Recast all of the records below as a numbered list, omitting blank lines and leaving the pictures out of the answer.
::::
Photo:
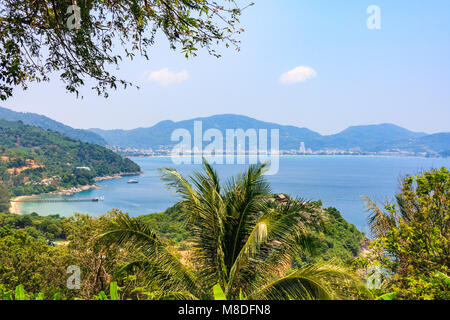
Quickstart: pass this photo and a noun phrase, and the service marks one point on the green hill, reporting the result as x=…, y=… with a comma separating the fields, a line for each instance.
x=44, y=122
x=34, y=160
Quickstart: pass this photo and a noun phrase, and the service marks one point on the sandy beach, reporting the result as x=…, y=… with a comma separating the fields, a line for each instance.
x=15, y=202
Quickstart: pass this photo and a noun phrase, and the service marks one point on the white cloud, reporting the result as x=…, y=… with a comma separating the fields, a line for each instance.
x=298, y=74
x=165, y=77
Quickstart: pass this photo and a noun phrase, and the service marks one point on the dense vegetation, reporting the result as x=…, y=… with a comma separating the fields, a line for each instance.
x=34, y=160
x=337, y=239
x=44, y=122
x=412, y=245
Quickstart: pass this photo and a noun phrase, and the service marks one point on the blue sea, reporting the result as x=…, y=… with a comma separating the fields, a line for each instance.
x=339, y=181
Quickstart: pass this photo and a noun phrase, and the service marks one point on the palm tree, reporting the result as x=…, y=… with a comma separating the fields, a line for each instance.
x=242, y=241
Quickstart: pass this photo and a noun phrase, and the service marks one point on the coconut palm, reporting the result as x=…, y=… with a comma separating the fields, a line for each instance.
x=242, y=240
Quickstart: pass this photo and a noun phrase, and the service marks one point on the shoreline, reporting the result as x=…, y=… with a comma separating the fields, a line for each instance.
x=14, y=202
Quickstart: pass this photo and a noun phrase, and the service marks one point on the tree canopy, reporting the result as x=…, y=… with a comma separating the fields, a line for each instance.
x=77, y=38
x=412, y=237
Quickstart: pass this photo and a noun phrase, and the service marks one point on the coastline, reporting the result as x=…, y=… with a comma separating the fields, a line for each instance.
x=15, y=202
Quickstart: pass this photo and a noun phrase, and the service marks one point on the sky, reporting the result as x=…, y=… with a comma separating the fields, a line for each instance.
x=307, y=63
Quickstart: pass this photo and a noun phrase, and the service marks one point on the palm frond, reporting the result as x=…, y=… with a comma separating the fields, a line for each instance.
::::
WRITTEN ANSWER -
1. Photo:
2. Quickstart: pass this photo and a noun phrase, and the service marks one point on the green hill, reporting the result as x=…, y=… with a comma separating the fields, a line for each instance.
3. x=44, y=122
4. x=34, y=160
5. Quickstart: pass this photo and a noun phrase, and the service marks one point on the sandy beach, reporting the result as x=…, y=… with a comma separating the fields, a line for each instance.
6. x=15, y=202
7. Quickstart: pass this photo and a noun phrase, and the service marks one point on the white cloud, reporting the result as x=…, y=… with a comma separating the fields, a line for each instance.
8. x=298, y=74
9. x=165, y=77
10. Quickstart: pass this photo and a noun phrase, and the service marks one point on the dense vegetation, reporting the result as x=…, y=… with a comma separating the fields, a line for each instance.
11. x=34, y=160
12. x=337, y=239
13. x=44, y=122
14. x=412, y=245
15. Quickstart: pass this photo and a noun phrase, and the service marks one point on the blue sea, reporting the result as x=…, y=… with a comma separating the fields, a line for each instance.
16. x=339, y=181
17. Quickstart: pass this photo and a noun phrase, and the service marks one point on the palm tree, reporting the result as x=…, y=… with a comma separating the fields, a line for each instance.
18. x=242, y=241
19. Quickstart: pass this photo and a noun phrase, and the service marks one point on the coconut palm, reporting the result as x=…, y=… with a comma separating the fields, a line for each instance.
20. x=242, y=240
21. Quickstart: pass this photo and a noun phrase, and the service marks one point on the shoreline, reporting the result as x=…, y=… with a comma separating the fields, a line for each instance.
22. x=14, y=202
23. Quickstart: pass this photo and a noun phrase, and the service marks one point on the tree canopy, reporting the result as x=…, y=… with a comma separating the fields, a line for each instance.
24. x=77, y=38
25. x=412, y=237
26. Quickstart: pass this photo and a noun phrase, and the service marks one point on the coastline, reporting the result as x=…, y=… with a comma separating the fields, a line for each instance.
27. x=15, y=202
28. Quickstart: pass this photo and a noun phrase, and the service marks one point on the sky, reporting the result as x=…, y=… with a comma separating the fields, a line for each instance.
29. x=307, y=63
30. Quickstart: pass this photo and a noun phrase, and the service marks one point on the palm frond, reporting the result as x=…, y=… with a comma separating the fields, a line for each instance.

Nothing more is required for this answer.